**Exercise objective**
Skip the images and restate every line of the records exactly.
** Opening Data records block **
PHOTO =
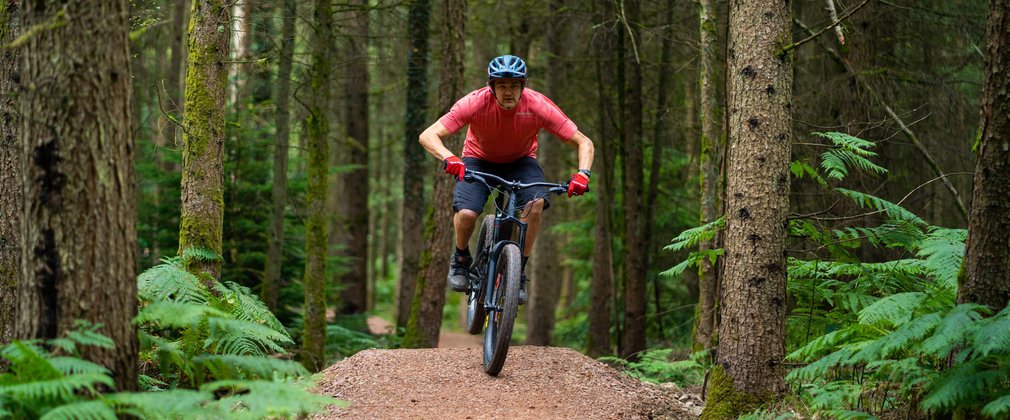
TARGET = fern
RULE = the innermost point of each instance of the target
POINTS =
(260, 399)
(82, 410)
(998, 408)
(691, 237)
(892, 210)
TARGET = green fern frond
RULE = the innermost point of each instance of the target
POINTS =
(82, 410)
(848, 142)
(28, 362)
(228, 366)
(691, 237)
(179, 315)
(693, 259)
(958, 385)
(248, 307)
(895, 309)
(952, 329)
(261, 399)
(892, 210)
(170, 282)
(175, 404)
(943, 250)
(234, 336)
(998, 408)
(60, 389)
(994, 335)
(196, 253)
(71, 365)
(837, 162)
(799, 169)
** Closing Data records block **
**Task output**
PHOTO =
TARGET = fern
RULE = the innermost point of each instance of the target
POINTS =
(260, 399)
(82, 410)
(998, 408)
(691, 237)
(892, 210)
TARGET = green fern frond
RULE = the innermost point of each instance of the target
POINTS =
(82, 410)
(848, 142)
(28, 362)
(228, 366)
(691, 237)
(179, 315)
(693, 259)
(958, 385)
(248, 307)
(895, 309)
(952, 329)
(261, 399)
(892, 210)
(170, 282)
(175, 404)
(943, 250)
(234, 336)
(998, 408)
(60, 389)
(994, 335)
(196, 253)
(71, 365)
(837, 162)
(799, 169)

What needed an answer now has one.